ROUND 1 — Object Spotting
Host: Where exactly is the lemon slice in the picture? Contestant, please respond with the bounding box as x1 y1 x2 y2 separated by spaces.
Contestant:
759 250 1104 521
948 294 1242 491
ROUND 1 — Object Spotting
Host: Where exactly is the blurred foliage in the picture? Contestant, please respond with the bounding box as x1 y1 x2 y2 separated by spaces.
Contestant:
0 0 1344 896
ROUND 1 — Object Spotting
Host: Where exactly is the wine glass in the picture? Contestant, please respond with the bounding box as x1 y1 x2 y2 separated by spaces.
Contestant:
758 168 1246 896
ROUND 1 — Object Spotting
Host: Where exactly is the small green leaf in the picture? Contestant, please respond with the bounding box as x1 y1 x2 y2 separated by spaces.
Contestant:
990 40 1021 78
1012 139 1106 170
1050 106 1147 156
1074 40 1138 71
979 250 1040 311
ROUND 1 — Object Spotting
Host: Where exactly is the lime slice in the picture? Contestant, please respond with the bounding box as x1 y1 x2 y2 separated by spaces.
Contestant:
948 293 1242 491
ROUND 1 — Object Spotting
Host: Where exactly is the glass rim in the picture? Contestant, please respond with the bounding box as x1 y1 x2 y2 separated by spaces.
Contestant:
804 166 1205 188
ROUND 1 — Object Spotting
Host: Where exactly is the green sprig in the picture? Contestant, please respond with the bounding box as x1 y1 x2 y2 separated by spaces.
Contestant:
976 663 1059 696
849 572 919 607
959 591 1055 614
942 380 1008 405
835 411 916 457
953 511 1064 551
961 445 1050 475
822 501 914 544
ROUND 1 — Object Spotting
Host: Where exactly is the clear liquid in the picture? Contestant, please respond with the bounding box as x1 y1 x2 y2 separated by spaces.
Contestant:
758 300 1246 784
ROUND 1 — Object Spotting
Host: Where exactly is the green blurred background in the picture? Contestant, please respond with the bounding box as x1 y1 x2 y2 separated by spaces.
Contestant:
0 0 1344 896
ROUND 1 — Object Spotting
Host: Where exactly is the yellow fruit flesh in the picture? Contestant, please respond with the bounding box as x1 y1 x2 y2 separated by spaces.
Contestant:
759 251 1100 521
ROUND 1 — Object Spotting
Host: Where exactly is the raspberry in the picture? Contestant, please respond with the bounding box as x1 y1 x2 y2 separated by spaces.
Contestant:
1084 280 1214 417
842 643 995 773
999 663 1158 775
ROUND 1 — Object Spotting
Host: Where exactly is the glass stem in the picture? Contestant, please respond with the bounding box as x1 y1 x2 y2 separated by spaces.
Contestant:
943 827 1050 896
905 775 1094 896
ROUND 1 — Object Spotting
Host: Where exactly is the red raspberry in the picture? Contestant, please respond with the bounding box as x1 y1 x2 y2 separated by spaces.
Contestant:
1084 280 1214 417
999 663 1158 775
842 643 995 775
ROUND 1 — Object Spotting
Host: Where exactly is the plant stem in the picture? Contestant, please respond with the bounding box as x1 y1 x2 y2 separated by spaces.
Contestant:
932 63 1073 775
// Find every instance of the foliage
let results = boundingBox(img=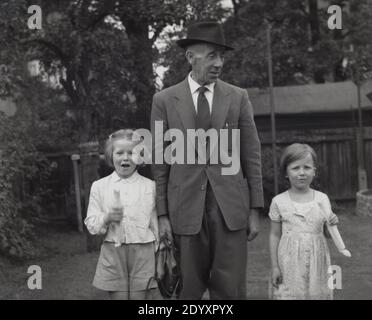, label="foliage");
[163,0,372,88]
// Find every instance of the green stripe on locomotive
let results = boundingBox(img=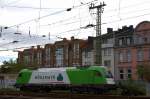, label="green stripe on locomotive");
[16,69,32,84]
[66,66,107,84]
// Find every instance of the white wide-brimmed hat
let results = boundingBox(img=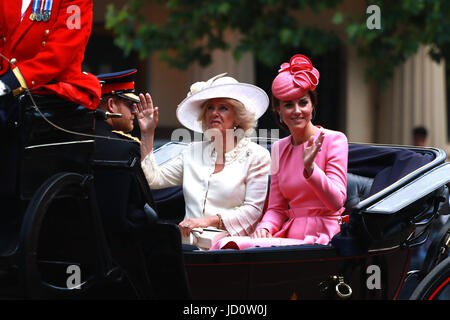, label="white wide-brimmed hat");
[177,73,269,132]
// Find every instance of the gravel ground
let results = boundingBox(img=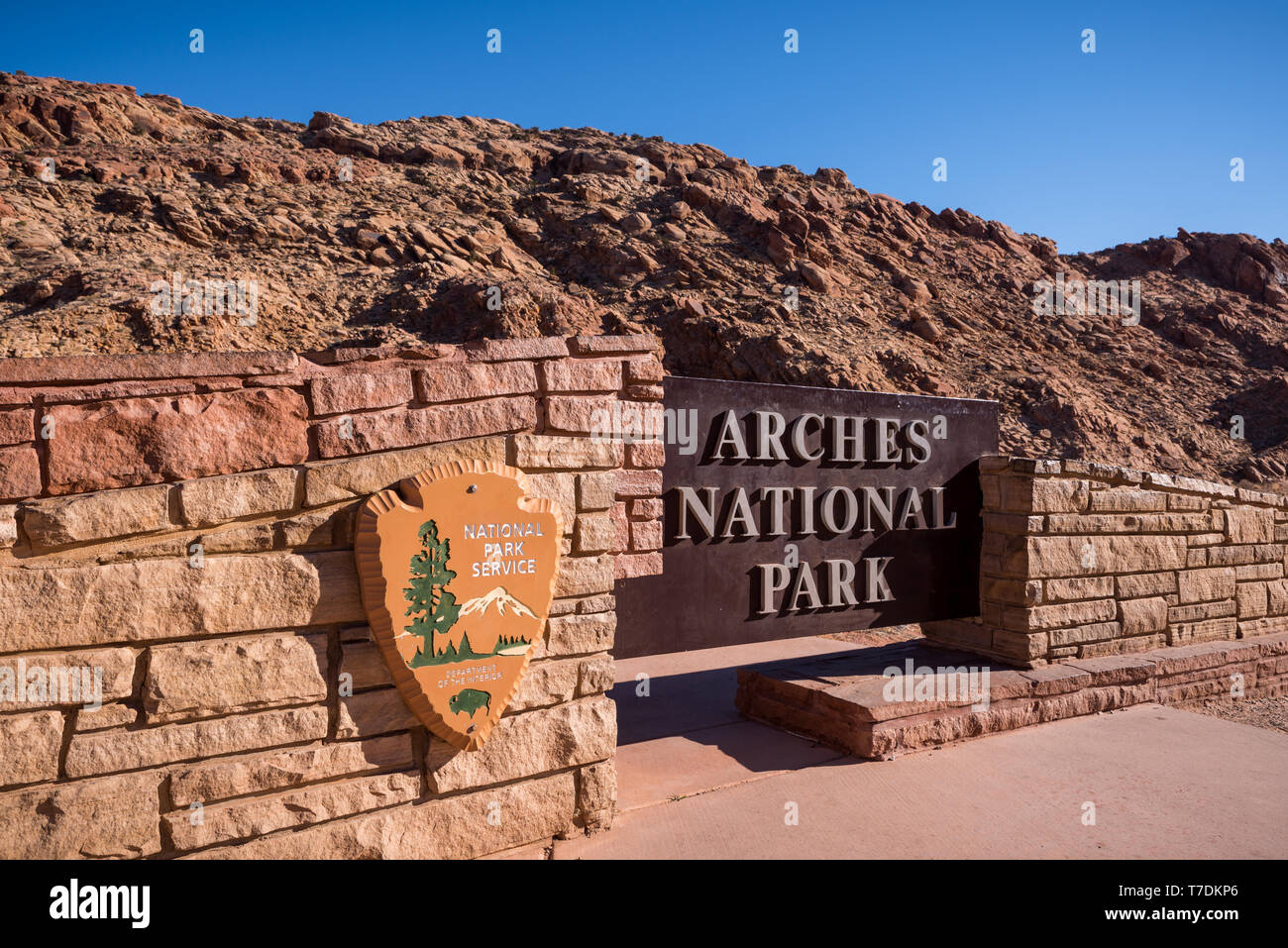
::::::
What to do> Locate each line of the material above that contains the string "raspberry", and copy those lines out in full.

Task response>
Host: Where exactly is the raspberry in the picture? Contestant, please respond with the bounding box as x1 y1 x2 y2 separated by spaces.
Host: Where exactly is the red raspberry in the picture? Contestant, please respond with the bounding box as x1 y1 x2 y2 separated by spaces.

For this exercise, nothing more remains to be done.